■ **Extrait cité**:
......

Les transports représentent plus de 40% des émissions québécoises et tout effort de les gérer aboutit rapidement à l’automobile. On peut voir une première indication de ceci dans le travail du DDPC, qui cible finalement de faibles changements dans le secteur à l’échelle canadienne (31); devant l’importance des véhicules privés, il prévoit une baisse de ce moyen de transport (figure 30), mais seulement d’environ 7% (interurbain) à 17% (urbain). L’électrification du transport privé, du fret léger et du rail représente un objectif incontournable pour leur scénario, complété par la transformation des fuels restants par une dilution de 90% par des biocarburants. Mais à travers les moyennes se cache un défi pour le Québec, qui de toute évidence doit s’attaquer en priorité à ce phénomène des transports, en croissance chez les Québécois comme le veulent les Albertains l’exploitation des sables bitumineux.

Le Québec et l’automobile, des enjeux économiques aussi bien qu’environnementaux 

Grand bond vers l’avant change de titre dans la version française, y ajoutant «et le Québec». On peut soupçonner que cela est une reconnaissance du fait que le manifeste a été conçu par le ROC et que ses impacts se font sentir surtout dans le ROC. Pour que le Québec y soit vraiment impliqué, il faudrait plus qu’une opposition au pipeline Énergie Est. Il faut que le Québec s’attaque à l’énorme défi que représente son secteur des transports, dont les émissions sont en croissance constante.

......

■ **Consigne**:
Mettez à jour l'extrait sur le Québec et l'automobile : recopiez-le à partir des mots « Le Québec et » jusqu'aux mots « en croissance constante. » inclus, en remplaçant « ROC » par « Canada anglais ».

(Entrées stockées)
......

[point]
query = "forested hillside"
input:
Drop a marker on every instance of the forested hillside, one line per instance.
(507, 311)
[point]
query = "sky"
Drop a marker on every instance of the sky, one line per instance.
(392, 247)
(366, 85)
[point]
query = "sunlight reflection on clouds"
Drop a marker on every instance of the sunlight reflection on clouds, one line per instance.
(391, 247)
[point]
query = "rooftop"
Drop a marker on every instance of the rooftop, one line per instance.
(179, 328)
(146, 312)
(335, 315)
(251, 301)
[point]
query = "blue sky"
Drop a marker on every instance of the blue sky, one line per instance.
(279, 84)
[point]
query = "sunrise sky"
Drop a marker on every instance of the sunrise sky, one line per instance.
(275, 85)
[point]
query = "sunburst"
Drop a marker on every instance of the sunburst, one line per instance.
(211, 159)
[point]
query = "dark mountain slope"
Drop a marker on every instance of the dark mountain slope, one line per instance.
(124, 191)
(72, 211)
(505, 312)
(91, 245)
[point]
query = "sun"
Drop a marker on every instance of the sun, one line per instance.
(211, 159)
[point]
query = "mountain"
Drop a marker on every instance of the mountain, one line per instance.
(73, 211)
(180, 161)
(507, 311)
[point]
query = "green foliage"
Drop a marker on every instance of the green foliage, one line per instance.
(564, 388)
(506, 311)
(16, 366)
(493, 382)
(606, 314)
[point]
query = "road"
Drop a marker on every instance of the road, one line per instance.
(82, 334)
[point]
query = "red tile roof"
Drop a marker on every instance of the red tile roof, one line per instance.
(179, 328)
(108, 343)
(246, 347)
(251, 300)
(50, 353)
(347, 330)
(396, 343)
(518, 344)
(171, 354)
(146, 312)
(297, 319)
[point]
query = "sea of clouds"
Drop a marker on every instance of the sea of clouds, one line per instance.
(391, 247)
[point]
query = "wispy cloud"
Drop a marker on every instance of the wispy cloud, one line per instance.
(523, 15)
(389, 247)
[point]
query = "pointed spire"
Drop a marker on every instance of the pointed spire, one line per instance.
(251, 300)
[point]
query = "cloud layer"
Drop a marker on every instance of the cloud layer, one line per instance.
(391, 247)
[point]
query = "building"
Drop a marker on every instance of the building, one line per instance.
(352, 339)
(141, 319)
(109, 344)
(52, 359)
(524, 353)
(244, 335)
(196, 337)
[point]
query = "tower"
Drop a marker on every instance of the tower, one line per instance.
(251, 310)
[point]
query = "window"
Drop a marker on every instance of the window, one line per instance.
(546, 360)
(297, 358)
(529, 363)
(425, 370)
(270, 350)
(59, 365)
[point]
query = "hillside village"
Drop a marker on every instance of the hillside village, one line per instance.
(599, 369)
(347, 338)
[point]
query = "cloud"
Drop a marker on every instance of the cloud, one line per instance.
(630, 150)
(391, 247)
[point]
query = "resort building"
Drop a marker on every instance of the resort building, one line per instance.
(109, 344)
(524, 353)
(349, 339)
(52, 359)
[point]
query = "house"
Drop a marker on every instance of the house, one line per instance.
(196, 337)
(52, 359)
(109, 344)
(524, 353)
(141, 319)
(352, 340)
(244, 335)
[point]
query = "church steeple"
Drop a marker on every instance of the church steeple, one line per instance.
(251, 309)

......

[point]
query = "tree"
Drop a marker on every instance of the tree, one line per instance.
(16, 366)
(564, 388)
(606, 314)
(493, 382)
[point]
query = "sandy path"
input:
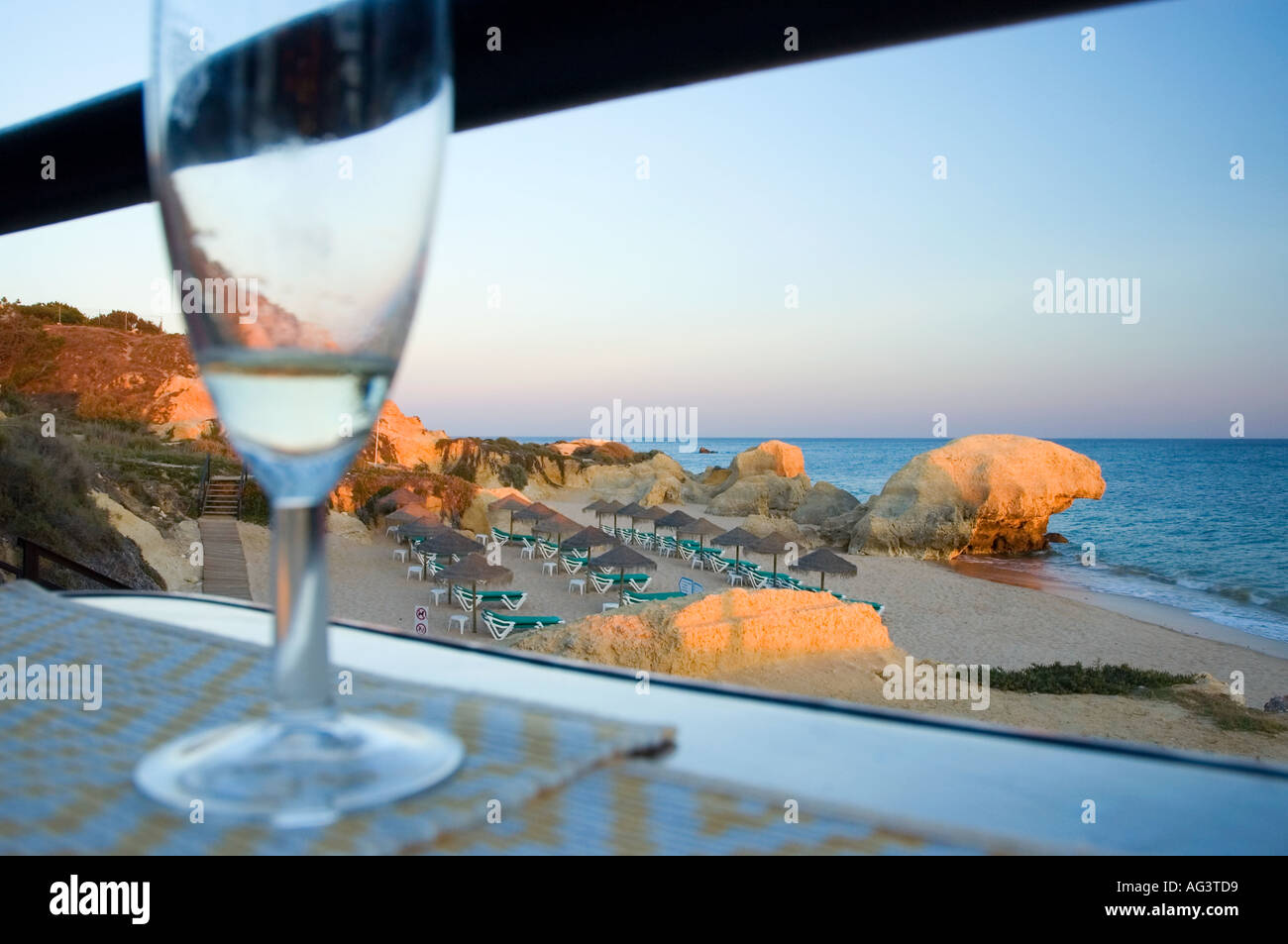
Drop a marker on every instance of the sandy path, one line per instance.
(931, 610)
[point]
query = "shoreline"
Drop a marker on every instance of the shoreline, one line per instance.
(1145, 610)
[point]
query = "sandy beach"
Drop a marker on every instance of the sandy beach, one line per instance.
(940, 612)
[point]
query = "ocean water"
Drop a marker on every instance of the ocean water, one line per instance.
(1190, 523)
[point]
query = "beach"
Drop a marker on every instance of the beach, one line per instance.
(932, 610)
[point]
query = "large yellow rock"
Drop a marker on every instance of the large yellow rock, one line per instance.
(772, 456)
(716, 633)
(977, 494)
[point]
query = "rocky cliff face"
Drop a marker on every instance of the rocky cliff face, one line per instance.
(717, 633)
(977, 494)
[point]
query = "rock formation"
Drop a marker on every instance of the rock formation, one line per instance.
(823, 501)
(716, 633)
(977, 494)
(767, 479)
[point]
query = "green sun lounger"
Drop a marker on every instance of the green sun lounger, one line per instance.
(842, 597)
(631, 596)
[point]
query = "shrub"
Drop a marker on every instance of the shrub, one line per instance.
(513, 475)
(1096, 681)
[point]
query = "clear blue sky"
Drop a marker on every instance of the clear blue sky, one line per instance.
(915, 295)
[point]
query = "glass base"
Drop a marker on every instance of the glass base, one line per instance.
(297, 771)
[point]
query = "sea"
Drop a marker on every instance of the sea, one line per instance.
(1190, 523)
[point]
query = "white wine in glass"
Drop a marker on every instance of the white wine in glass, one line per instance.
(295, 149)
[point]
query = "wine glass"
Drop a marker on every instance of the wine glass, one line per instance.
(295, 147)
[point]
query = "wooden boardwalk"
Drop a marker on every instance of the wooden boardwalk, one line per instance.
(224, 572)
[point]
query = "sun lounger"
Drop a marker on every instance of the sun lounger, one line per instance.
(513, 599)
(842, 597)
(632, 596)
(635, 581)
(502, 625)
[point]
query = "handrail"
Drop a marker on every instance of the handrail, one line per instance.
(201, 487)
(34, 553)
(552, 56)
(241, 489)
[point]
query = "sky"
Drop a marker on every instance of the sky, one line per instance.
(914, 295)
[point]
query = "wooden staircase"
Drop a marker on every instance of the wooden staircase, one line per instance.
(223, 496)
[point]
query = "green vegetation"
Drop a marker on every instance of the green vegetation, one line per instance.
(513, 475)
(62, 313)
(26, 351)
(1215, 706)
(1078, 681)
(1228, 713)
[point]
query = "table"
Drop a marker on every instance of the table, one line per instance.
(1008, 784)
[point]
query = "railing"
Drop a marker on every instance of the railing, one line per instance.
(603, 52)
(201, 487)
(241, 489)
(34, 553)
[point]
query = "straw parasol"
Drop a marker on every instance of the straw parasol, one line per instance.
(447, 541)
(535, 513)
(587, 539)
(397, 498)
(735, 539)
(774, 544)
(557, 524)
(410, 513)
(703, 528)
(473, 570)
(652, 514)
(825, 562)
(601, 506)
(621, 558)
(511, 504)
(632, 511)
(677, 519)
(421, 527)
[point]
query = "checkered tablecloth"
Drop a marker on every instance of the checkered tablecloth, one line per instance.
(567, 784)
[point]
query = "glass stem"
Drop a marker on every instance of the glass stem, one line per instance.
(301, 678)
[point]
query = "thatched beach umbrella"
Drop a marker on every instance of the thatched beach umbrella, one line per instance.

......

■ **Corrigé**:
Le Québec et l’automobile, des enjeux économiques aussi bien qu’environnementaux 

Grand bond vers l’avant change de titre dans la version française, y ajoutant «et le Québec». On peut soupçonner que cela est une reconnaissance du fait que le manifeste a été conçu par le Canada anglais et que ses impacts se font sentir surtout dans le Canada anglais. Pour que le Québec y soit vraiment impliqué, il faudrait plus qu’une opposition au pipeline Énergie Est. Il faut que le Québec s’attaque à l’énorme défi que représente son secteur des transports, dont les émissions sont en croissance constante.